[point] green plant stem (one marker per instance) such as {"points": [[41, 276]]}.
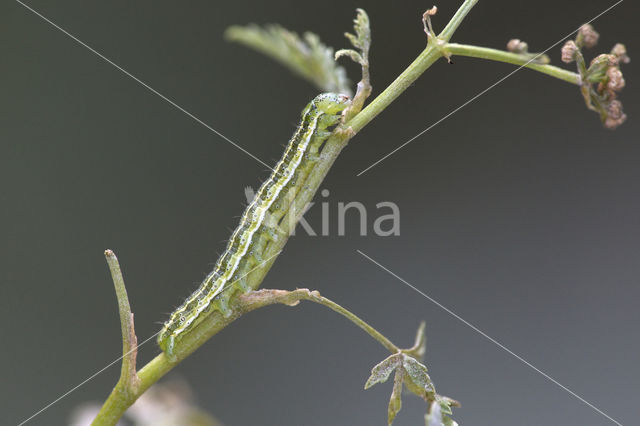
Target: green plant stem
{"points": [[122, 398], [511, 58], [457, 19], [118, 401], [128, 378]]}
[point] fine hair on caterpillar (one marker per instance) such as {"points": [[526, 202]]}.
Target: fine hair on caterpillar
{"points": [[259, 224]]}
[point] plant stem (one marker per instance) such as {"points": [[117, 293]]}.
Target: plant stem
{"points": [[457, 19], [118, 401], [511, 58]]}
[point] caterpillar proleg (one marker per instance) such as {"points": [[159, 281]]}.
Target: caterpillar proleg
{"points": [[244, 251]]}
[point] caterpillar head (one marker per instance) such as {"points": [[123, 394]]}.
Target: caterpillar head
{"points": [[328, 103]]}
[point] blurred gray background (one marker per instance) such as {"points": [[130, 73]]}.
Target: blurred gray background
{"points": [[520, 213]]}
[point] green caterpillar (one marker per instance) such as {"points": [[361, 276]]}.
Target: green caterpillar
{"points": [[259, 222]]}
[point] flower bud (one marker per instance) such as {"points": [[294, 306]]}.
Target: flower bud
{"points": [[587, 36], [517, 46], [569, 51], [599, 66], [616, 80], [620, 52], [615, 116]]}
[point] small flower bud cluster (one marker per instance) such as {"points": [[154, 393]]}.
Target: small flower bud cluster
{"points": [[603, 79], [587, 37], [516, 45]]}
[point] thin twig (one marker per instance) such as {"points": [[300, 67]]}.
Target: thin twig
{"points": [[128, 376]]}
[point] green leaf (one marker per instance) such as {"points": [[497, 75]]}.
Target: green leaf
{"points": [[418, 381], [361, 40], [306, 56], [381, 372]]}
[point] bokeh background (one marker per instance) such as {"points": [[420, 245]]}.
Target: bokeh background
{"points": [[520, 213]]}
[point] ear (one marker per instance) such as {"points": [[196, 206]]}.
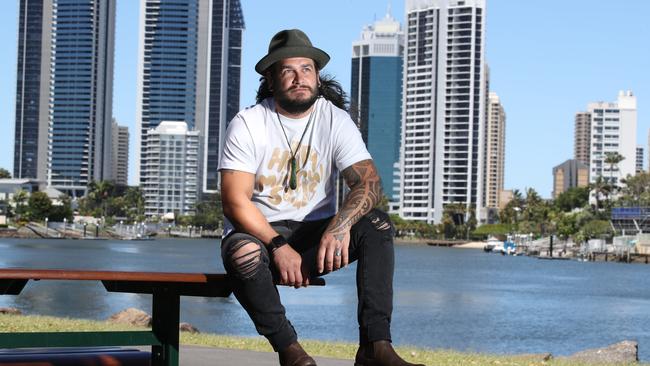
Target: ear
{"points": [[269, 79]]}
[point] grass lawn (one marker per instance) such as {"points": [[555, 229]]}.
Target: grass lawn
{"points": [[23, 323]]}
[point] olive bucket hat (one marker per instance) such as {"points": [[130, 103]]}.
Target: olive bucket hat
{"points": [[291, 43]]}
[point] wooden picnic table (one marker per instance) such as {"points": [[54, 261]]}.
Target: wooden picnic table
{"points": [[166, 288]]}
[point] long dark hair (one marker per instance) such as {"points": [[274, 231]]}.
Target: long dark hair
{"points": [[329, 89]]}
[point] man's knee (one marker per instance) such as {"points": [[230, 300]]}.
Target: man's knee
{"points": [[244, 258], [377, 222]]}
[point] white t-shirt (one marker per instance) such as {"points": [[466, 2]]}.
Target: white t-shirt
{"points": [[255, 143]]}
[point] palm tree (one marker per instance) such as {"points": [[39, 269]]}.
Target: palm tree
{"points": [[600, 188], [613, 158]]}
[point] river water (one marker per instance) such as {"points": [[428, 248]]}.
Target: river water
{"points": [[457, 299]]}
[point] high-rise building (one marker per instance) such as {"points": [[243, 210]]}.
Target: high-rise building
{"points": [[613, 126], [64, 92], [443, 107], [32, 89], [227, 26], [494, 156], [570, 174], [190, 55], [170, 169], [81, 94], [582, 137], [376, 98], [120, 154]]}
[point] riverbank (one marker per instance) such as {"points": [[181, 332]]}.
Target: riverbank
{"points": [[339, 350]]}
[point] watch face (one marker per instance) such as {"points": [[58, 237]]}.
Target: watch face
{"points": [[278, 241]]}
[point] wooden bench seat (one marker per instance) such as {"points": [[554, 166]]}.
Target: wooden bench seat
{"points": [[93, 356], [166, 288]]}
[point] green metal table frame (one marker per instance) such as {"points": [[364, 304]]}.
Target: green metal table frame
{"points": [[166, 289]]}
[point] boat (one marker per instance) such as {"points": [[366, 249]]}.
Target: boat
{"points": [[493, 243]]}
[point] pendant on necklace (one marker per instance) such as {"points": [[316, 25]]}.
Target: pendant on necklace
{"points": [[293, 184]]}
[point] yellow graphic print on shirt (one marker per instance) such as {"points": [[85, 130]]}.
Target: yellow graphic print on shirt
{"points": [[309, 175]]}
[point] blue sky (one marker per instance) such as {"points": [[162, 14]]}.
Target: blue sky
{"points": [[547, 59]]}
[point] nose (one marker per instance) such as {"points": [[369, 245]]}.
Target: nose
{"points": [[296, 78]]}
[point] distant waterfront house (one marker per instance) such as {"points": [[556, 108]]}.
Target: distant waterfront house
{"points": [[9, 187]]}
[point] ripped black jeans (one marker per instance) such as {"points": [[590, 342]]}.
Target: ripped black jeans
{"points": [[252, 275]]}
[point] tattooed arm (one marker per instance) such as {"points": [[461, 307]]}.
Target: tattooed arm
{"points": [[365, 193]]}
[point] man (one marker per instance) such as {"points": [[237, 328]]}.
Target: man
{"points": [[278, 181]]}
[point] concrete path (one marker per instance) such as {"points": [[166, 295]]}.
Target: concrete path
{"points": [[208, 356]]}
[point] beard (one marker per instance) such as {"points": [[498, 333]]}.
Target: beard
{"points": [[295, 105]]}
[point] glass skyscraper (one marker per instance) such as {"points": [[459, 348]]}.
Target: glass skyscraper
{"points": [[444, 107], [225, 74], [190, 54], [64, 92], [375, 96], [32, 89], [81, 94]]}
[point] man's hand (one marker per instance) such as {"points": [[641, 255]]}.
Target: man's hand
{"points": [[289, 265], [333, 251]]}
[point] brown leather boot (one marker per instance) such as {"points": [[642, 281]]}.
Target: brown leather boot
{"points": [[294, 355], [379, 353]]}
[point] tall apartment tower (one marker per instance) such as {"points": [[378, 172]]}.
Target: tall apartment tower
{"points": [[64, 92], [227, 26], [639, 159], [570, 174], [494, 158], [190, 55], [171, 161], [613, 127], [375, 96], [32, 89], [582, 137], [120, 154], [81, 94], [443, 107]]}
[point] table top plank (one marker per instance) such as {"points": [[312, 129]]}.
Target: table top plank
{"points": [[79, 274]]}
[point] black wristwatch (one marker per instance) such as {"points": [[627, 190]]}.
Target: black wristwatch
{"points": [[277, 242]]}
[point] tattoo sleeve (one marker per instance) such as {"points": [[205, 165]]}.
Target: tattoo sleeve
{"points": [[365, 193]]}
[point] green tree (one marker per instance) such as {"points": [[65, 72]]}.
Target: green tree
{"points": [[575, 197], [613, 158], [383, 203], [596, 229], [566, 225], [601, 190], [4, 174], [39, 206], [20, 199], [636, 191], [62, 210], [134, 201]]}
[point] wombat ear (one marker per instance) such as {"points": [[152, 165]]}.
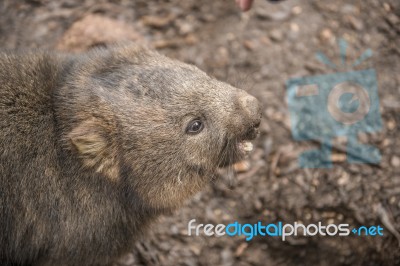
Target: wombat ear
{"points": [[93, 143]]}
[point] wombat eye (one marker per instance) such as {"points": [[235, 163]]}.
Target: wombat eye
{"points": [[194, 127]]}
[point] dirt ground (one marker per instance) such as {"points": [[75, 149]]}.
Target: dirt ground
{"points": [[257, 51]]}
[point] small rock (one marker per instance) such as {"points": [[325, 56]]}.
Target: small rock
{"points": [[296, 10], [156, 21], [326, 35], [355, 23], [249, 45], [95, 30], [391, 124], [274, 16], [395, 161], [276, 35], [338, 157]]}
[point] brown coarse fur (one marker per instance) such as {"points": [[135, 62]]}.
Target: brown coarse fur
{"points": [[95, 146]]}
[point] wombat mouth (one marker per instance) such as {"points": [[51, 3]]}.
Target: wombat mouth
{"points": [[236, 150]]}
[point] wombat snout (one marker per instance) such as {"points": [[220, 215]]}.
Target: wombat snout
{"points": [[251, 106]]}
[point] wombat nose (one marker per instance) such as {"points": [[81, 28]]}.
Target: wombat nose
{"points": [[252, 108], [252, 118]]}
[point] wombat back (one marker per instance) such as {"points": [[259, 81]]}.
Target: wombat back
{"points": [[93, 147]]}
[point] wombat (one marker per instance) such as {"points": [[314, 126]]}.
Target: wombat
{"points": [[93, 147]]}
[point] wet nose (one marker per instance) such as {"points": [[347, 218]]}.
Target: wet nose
{"points": [[252, 108]]}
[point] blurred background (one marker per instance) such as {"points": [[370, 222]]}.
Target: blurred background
{"points": [[257, 51]]}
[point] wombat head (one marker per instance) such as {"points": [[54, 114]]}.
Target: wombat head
{"points": [[159, 125]]}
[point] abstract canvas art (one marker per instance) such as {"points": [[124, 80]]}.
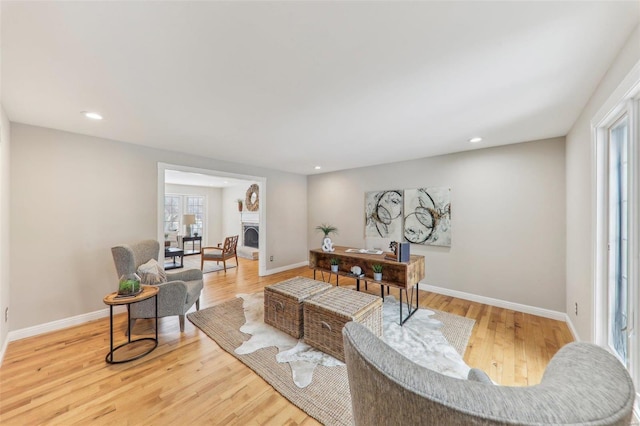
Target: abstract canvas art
{"points": [[383, 210], [427, 216]]}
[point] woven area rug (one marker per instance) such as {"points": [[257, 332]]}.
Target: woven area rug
{"points": [[327, 398], [209, 266]]}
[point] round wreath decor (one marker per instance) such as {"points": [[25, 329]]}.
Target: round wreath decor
{"points": [[252, 200]]}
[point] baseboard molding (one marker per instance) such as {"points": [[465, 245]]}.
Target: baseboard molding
{"points": [[541, 312], [286, 268], [4, 348], [61, 324]]}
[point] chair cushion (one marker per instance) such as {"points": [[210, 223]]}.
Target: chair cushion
{"points": [[212, 256], [151, 273]]}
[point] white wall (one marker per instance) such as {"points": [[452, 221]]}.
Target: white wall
{"points": [[75, 196], [214, 217], [581, 194], [5, 229], [508, 218]]}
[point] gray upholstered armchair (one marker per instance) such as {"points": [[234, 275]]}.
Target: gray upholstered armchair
{"points": [[582, 385], [175, 297]]}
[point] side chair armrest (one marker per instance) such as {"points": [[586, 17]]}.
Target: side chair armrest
{"points": [[172, 291], [211, 248]]}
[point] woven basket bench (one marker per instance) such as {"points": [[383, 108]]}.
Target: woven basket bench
{"points": [[283, 303], [325, 315]]}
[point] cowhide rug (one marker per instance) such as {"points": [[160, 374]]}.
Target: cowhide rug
{"points": [[420, 340]]}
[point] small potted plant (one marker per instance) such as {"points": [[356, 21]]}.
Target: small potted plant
{"points": [[335, 262], [129, 285], [326, 229], [377, 271]]}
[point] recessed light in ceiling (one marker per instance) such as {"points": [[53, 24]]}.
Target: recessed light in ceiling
{"points": [[92, 115]]}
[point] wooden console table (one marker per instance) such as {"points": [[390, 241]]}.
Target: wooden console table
{"points": [[404, 276]]}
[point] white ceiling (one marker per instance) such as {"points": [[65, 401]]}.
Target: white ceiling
{"points": [[290, 85]]}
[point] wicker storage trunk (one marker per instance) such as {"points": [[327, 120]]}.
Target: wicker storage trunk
{"points": [[283, 303], [326, 314]]}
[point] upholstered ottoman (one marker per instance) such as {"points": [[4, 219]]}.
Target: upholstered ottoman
{"points": [[283, 303], [325, 315]]}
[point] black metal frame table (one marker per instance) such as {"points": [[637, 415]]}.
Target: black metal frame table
{"points": [[404, 276], [112, 299], [193, 241]]}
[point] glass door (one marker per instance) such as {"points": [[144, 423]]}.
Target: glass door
{"points": [[618, 239]]}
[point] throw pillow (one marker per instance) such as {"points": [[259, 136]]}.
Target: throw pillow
{"points": [[478, 375], [151, 273]]}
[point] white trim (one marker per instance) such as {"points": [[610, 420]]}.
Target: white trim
{"points": [[285, 268], [262, 183], [627, 89], [62, 324], [541, 312], [4, 349], [572, 328]]}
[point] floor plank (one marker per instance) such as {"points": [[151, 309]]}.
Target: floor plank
{"points": [[61, 377]]}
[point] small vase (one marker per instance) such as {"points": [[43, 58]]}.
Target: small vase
{"points": [[327, 245]]}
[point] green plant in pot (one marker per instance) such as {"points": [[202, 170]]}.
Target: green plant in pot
{"points": [[377, 271], [129, 285], [327, 230], [335, 263]]}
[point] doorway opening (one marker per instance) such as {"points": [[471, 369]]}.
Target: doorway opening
{"points": [[223, 217]]}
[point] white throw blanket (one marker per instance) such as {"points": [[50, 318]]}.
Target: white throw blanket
{"points": [[419, 339]]}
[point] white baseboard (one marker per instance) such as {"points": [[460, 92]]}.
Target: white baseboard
{"points": [[546, 313], [61, 324], [286, 268], [4, 348]]}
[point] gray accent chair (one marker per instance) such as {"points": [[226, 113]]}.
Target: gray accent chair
{"points": [[175, 297], [582, 385]]}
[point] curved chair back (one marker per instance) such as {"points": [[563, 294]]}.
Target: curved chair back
{"points": [[127, 257], [583, 384]]}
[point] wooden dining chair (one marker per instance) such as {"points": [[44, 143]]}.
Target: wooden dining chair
{"points": [[221, 253]]}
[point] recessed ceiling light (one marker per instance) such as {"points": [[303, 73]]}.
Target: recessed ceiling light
{"points": [[92, 115]]}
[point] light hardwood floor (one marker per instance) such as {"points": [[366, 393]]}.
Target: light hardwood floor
{"points": [[62, 378]]}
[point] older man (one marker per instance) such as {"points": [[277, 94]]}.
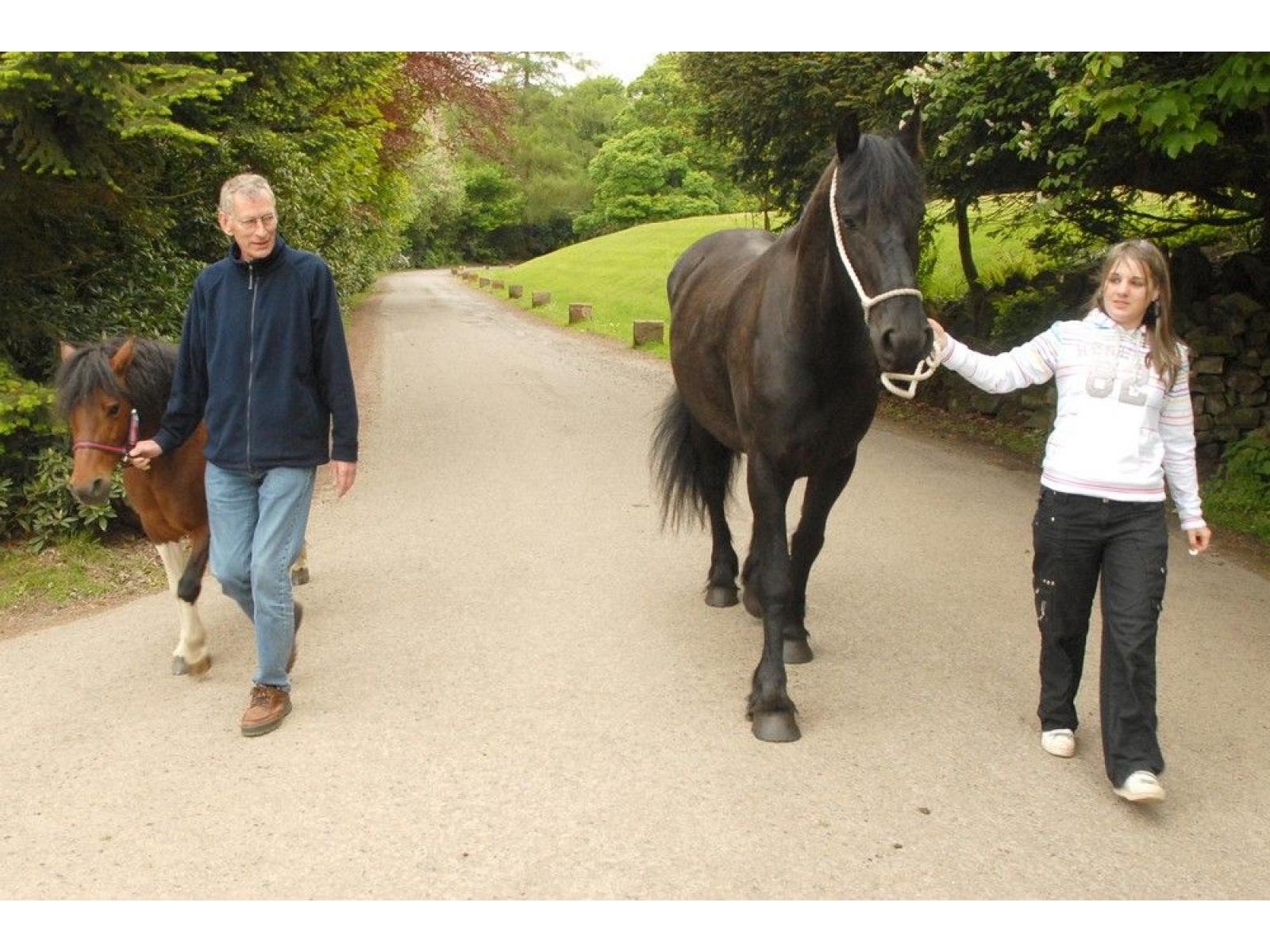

**EXERCISE DESCRIPTION**
Rewrite as a numbered list the lines above, starting with the one containing "[point] high-rise building" and ending with the one containing "Target: high-rise building", leaving out any blank lines.

**EXERCISE ANSWER**
1. [point] high-rise building (one marker per instance) such as {"points": [[243, 210]]}.
2. Target: high-rise building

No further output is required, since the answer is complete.